··· WORKING DATA

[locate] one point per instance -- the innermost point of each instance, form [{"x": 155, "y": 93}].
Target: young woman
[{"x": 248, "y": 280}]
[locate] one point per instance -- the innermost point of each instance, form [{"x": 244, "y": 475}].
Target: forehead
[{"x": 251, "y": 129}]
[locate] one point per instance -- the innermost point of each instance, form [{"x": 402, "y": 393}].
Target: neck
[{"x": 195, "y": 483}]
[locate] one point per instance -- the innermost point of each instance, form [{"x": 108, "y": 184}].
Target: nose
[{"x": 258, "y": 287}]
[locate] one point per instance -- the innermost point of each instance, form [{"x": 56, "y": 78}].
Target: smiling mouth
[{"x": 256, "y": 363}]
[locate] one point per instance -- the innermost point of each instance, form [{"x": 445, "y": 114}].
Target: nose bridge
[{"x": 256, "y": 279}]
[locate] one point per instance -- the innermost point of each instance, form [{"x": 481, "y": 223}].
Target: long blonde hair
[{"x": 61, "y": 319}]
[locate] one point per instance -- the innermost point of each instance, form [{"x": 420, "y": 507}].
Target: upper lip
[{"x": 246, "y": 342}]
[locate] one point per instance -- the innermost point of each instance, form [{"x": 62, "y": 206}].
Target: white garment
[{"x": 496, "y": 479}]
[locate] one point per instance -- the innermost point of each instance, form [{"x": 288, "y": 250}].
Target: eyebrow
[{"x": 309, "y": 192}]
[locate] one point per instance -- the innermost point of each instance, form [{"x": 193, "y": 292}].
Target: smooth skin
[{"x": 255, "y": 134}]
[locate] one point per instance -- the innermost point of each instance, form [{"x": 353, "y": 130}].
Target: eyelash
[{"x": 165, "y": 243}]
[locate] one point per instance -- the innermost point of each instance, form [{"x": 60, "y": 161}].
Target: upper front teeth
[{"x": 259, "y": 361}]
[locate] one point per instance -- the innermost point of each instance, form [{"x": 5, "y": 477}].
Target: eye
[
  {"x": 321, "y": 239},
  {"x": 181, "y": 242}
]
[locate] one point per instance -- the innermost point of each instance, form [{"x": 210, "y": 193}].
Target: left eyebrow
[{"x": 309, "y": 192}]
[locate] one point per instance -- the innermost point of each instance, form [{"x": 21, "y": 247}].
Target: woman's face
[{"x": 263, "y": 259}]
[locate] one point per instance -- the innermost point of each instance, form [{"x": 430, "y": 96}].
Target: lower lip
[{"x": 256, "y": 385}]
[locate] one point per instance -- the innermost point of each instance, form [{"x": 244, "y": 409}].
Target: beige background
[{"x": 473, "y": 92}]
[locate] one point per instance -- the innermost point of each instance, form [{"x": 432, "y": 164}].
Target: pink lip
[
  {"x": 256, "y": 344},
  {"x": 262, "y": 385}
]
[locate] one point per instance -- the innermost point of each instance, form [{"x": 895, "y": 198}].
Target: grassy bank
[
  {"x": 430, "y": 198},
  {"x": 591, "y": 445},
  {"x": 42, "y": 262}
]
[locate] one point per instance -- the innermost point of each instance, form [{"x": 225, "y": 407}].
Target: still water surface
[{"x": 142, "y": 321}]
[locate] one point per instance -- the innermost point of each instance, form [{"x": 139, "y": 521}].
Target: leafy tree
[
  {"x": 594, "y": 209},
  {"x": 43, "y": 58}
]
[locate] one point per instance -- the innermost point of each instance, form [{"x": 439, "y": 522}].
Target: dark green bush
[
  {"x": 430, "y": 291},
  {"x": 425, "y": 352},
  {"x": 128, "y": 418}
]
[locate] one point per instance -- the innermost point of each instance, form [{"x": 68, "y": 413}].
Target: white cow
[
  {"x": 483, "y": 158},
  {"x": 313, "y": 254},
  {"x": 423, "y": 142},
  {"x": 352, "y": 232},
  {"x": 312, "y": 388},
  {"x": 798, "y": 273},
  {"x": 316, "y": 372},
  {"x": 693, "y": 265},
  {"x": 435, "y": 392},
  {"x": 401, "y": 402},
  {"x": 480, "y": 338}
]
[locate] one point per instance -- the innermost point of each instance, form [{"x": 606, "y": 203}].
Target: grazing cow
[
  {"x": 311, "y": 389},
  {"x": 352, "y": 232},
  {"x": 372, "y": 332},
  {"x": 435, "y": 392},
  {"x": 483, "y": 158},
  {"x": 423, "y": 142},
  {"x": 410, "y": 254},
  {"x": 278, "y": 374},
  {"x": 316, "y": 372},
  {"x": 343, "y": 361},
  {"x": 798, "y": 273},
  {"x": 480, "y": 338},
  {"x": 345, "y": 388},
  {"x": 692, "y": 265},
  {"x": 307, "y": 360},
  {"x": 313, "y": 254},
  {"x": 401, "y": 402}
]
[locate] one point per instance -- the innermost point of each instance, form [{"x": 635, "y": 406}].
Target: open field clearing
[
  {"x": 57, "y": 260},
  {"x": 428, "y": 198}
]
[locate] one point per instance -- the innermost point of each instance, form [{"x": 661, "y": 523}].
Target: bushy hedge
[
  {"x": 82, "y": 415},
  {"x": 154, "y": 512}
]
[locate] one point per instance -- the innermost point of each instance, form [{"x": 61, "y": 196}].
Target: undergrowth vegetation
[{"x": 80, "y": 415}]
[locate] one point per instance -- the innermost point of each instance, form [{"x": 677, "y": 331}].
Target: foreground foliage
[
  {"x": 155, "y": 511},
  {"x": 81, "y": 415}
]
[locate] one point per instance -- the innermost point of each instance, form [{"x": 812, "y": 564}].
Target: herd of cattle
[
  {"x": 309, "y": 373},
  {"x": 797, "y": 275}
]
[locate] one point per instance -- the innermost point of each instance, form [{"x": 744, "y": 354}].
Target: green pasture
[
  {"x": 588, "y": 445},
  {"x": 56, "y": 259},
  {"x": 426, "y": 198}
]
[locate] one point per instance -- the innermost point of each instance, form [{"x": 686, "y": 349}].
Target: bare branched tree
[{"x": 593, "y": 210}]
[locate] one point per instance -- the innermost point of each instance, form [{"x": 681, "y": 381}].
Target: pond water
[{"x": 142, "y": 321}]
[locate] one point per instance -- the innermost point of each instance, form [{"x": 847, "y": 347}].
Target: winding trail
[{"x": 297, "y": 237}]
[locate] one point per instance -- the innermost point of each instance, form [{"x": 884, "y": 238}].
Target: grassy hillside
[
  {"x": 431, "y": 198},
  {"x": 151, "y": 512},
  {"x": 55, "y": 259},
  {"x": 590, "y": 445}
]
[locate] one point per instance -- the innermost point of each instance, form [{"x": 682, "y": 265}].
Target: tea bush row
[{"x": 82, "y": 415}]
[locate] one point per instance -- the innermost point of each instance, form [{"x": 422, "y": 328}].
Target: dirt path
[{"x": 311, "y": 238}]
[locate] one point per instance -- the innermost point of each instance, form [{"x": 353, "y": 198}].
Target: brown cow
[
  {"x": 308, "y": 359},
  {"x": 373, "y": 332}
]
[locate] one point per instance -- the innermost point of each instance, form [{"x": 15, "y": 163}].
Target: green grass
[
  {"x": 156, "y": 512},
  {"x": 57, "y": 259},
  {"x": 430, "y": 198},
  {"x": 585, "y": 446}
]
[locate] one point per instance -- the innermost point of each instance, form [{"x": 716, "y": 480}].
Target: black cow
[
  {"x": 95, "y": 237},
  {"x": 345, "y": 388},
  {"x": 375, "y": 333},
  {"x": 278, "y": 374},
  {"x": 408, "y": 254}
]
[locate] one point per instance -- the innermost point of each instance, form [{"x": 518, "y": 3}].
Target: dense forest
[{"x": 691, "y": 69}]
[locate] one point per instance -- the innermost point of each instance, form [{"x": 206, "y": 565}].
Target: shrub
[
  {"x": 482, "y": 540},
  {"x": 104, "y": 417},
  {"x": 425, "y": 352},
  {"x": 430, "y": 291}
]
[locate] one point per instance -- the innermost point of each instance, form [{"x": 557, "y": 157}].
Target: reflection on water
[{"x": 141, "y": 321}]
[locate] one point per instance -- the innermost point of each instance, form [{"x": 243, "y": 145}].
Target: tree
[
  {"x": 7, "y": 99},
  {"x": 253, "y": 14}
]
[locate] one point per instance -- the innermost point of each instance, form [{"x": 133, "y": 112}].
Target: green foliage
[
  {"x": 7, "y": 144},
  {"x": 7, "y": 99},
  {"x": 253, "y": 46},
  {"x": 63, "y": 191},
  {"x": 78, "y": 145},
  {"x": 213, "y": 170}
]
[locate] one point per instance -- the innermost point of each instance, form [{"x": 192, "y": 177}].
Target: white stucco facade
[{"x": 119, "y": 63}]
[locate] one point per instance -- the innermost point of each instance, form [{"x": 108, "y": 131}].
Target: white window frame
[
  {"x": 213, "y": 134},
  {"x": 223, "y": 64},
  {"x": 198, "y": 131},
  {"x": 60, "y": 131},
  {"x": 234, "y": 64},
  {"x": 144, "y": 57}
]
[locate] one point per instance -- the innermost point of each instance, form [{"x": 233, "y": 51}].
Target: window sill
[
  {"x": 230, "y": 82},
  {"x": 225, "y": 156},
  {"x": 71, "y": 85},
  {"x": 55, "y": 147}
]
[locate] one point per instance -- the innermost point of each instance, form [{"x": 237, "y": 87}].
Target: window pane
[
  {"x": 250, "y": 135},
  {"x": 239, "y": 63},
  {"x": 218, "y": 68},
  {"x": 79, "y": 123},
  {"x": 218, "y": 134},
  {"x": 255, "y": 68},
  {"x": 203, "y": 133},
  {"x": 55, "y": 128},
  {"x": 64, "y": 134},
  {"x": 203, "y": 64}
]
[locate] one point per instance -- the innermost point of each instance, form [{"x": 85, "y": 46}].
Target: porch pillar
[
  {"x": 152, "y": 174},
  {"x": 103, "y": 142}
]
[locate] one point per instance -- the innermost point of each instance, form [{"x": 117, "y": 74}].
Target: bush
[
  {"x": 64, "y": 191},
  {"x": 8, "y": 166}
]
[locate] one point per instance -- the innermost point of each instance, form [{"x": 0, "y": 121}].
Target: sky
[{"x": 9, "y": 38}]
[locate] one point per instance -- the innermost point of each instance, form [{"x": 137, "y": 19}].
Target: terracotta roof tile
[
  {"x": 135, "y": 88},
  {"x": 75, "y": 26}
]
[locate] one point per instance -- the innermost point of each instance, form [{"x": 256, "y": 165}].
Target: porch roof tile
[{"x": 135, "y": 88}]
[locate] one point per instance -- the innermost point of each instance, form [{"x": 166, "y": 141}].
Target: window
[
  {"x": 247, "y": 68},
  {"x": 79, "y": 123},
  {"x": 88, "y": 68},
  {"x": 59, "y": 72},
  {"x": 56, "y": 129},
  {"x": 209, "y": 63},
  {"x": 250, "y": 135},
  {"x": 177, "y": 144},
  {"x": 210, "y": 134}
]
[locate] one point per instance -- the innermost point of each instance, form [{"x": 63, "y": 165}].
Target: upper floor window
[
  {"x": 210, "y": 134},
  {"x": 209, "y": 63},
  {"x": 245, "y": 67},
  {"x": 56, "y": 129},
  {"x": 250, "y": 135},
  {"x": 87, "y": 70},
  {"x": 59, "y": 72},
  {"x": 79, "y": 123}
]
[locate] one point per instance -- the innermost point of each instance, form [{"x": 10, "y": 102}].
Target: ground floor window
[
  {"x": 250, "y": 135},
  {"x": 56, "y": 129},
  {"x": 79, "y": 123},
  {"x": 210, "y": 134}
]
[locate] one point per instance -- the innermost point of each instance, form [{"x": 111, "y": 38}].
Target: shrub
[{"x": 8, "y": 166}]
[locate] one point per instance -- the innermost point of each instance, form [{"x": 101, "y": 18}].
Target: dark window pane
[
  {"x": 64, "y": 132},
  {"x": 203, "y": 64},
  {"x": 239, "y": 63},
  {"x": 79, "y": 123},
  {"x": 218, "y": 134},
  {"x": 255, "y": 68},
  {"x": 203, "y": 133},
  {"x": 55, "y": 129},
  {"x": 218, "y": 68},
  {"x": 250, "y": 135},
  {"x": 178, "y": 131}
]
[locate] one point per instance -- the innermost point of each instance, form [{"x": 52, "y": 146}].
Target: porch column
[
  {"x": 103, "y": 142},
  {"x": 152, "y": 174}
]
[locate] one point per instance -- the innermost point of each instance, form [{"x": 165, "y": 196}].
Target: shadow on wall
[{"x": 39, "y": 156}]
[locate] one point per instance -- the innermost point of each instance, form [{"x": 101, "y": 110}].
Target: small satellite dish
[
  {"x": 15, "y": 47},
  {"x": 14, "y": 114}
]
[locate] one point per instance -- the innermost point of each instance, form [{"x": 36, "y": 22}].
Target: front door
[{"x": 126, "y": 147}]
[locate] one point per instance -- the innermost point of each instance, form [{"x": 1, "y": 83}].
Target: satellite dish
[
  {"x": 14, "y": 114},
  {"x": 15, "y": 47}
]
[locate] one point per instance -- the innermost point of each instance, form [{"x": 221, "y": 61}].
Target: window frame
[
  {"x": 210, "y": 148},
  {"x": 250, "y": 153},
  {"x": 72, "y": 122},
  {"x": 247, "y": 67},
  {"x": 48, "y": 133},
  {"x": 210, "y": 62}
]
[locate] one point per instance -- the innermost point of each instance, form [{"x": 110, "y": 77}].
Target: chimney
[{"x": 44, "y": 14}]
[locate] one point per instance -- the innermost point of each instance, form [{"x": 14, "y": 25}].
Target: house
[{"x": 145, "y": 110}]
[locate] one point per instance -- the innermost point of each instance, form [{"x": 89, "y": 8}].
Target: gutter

······

WHAT IS EXPECTED
Report every line in the records above that contains the word "green", treating uppercase and lowercase as different.

TASK SOLUTION
Target: dark green bush
Target: green pasture
Target: green grass
Target: green foliage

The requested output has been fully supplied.